-- BEGIN --

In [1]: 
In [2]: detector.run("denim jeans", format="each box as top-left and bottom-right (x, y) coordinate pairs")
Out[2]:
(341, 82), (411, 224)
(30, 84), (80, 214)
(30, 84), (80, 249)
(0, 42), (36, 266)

-- END --

WRITTEN REQUEST –
Convert the entries above into a JSON list of strings, one string per line, leaving out any blank lines.

RESULT BELOW –
[
  "In [1]: ",
  "In [2]: detector.run(\"denim jeans\", format=\"each box as top-left and bottom-right (x, y) coordinate pairs\")",
  "Out[2]:",
  "(341, 82), (411, 224)",
  "(30, 84), (80, 214)",
  "(30, 84), (80, 249)",
  "(0, 42), (36, 266)"
]